— begin —

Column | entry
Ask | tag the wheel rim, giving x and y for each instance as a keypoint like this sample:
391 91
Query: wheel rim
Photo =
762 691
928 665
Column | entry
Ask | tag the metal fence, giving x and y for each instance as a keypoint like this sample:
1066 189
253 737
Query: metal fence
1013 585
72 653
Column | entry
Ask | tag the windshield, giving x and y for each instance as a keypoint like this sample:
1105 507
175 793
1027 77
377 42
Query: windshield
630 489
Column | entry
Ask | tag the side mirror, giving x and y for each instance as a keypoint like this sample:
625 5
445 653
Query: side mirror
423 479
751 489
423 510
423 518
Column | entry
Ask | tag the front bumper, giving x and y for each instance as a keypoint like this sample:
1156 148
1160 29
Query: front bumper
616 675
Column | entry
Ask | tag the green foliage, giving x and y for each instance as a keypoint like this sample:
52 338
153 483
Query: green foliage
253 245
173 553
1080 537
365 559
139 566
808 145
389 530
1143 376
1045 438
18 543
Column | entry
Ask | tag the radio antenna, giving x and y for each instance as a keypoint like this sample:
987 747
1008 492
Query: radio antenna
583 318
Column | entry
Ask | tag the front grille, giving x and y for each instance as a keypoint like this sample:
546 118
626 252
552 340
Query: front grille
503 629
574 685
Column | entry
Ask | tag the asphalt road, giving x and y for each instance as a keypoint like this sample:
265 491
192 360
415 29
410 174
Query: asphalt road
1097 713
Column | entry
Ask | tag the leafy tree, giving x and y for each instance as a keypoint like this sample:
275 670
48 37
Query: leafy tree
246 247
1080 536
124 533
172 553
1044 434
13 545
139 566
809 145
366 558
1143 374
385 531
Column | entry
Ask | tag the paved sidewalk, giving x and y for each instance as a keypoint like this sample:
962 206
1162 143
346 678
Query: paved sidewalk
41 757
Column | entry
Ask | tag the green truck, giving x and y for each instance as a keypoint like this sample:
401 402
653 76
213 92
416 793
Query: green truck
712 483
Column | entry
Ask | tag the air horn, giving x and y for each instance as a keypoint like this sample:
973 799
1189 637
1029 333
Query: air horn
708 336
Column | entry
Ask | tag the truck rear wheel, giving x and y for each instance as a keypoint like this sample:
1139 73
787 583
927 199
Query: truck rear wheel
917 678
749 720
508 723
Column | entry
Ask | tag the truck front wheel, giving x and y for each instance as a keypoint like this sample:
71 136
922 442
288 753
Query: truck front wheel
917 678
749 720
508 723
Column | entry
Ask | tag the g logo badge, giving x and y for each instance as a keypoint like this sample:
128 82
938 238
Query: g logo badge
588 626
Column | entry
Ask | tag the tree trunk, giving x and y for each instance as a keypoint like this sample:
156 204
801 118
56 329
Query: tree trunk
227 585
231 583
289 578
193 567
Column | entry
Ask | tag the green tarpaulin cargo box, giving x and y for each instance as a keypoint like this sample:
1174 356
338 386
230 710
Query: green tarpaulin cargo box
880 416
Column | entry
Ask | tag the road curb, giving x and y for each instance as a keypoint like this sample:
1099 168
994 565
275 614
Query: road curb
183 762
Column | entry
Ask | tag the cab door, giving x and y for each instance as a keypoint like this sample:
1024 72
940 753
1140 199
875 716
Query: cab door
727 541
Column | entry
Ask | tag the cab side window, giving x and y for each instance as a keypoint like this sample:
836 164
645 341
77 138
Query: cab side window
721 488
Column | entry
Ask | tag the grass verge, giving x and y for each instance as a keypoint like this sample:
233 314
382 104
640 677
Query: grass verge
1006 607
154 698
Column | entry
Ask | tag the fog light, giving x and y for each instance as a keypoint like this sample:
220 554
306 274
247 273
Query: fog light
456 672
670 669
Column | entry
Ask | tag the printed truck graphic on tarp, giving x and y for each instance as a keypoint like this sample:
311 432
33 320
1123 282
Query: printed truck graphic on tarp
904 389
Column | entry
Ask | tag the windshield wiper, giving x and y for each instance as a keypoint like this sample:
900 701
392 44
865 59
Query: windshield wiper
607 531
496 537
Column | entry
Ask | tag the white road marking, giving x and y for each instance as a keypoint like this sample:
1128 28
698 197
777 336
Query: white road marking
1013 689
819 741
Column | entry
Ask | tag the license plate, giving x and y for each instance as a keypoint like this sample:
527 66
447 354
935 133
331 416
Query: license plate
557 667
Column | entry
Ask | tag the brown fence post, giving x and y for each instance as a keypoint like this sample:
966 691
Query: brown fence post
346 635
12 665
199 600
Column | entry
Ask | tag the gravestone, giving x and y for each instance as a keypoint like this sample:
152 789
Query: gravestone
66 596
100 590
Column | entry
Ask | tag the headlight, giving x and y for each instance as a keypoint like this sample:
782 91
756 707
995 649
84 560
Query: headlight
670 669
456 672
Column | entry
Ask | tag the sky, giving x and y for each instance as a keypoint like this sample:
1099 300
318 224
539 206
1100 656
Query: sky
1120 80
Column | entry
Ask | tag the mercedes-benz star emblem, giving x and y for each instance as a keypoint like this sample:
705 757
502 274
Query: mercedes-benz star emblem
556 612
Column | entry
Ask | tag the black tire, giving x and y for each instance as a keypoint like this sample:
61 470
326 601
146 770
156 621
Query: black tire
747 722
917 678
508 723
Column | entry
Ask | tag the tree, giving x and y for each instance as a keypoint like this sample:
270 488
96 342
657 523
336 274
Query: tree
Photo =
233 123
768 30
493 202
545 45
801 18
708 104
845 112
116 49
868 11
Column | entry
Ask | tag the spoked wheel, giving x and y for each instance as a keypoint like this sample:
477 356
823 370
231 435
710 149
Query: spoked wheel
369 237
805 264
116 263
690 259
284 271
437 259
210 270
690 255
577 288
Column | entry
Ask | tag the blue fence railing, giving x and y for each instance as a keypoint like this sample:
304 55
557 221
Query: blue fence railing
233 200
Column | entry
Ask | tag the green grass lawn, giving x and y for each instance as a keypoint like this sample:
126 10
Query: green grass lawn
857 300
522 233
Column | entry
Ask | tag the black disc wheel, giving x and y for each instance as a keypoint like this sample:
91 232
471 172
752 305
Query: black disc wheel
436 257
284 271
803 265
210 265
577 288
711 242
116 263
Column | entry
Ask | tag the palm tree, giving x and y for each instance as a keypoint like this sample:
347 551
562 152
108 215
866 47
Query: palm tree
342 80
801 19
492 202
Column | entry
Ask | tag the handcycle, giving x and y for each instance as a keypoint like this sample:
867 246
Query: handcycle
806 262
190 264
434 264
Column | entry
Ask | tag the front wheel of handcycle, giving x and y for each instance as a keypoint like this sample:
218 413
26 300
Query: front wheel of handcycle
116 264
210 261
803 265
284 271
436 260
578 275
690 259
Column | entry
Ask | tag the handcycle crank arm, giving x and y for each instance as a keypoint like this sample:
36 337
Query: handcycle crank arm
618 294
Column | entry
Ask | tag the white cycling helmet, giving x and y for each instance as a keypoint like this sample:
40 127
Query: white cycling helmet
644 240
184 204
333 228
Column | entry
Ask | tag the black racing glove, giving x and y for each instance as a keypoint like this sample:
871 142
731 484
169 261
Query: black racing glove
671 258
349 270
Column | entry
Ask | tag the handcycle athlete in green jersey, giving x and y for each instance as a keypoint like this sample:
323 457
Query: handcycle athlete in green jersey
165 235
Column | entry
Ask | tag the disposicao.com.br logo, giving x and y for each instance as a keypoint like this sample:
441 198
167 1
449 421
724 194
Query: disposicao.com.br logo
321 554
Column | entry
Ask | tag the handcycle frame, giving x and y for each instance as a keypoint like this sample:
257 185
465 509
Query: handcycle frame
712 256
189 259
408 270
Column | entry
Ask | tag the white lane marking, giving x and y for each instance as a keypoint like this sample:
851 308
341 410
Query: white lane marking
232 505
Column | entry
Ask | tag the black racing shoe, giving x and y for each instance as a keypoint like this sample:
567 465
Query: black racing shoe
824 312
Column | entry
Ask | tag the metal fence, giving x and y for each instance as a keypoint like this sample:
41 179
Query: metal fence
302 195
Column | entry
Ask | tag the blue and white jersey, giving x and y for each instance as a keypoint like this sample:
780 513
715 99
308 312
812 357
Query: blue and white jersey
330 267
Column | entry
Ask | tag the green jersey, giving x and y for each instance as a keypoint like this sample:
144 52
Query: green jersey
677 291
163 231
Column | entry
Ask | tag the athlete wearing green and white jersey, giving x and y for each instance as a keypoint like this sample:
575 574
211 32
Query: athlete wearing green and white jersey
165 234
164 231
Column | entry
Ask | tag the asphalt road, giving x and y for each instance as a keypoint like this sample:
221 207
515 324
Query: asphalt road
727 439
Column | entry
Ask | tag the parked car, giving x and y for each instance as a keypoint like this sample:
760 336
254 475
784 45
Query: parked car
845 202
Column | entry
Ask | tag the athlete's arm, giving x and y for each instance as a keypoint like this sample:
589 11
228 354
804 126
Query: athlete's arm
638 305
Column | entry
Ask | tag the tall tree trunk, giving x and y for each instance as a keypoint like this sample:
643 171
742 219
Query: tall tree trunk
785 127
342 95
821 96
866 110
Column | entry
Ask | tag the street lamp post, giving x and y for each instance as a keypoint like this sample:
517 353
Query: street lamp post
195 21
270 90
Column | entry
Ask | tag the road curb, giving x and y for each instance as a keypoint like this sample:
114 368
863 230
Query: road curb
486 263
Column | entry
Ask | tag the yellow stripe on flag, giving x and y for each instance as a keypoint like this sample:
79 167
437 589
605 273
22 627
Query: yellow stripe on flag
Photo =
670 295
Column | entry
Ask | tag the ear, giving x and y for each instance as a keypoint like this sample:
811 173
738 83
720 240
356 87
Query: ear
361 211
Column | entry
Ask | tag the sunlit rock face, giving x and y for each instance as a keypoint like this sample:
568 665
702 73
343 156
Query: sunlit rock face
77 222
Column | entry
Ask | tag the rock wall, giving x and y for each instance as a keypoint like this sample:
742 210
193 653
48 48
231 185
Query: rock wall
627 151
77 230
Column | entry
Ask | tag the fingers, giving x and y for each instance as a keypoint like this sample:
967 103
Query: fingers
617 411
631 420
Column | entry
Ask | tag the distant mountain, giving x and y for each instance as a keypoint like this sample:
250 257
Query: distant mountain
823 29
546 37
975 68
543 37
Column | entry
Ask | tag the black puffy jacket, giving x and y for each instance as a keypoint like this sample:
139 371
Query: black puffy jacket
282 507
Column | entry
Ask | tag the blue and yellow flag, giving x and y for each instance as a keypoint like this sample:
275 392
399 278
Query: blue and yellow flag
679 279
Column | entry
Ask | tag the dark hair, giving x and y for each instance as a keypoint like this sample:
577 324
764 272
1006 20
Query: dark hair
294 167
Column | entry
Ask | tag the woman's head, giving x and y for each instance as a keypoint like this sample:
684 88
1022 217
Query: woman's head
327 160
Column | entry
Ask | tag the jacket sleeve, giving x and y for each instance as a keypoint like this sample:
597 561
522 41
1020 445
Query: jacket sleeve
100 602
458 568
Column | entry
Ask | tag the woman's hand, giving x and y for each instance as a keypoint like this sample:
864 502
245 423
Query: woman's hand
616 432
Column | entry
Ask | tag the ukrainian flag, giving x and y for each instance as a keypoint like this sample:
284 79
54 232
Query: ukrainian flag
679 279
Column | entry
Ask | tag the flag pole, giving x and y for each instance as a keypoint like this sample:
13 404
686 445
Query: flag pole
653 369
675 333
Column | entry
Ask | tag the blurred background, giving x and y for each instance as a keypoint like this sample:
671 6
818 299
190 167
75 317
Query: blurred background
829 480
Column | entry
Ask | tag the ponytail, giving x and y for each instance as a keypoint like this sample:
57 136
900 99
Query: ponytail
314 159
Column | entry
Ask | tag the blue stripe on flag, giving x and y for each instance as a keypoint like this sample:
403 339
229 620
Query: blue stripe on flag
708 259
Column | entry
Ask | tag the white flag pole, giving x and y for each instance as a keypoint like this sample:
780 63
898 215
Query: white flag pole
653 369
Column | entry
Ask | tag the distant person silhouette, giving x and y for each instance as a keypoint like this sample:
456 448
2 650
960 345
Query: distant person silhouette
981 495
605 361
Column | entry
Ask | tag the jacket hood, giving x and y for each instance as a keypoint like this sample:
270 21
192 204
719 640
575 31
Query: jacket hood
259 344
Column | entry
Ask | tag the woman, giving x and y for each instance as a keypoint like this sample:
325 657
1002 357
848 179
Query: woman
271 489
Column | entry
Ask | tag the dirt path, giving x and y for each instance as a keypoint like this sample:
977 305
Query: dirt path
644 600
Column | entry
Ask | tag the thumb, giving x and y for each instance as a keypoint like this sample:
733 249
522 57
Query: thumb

— end —

• WHAT YOU WILL DO:
Count the lines in the material above that contain the string "street", treating uppercase and lowercase as different, and reply with the number alone.

• REPLY TO THE TASK:
2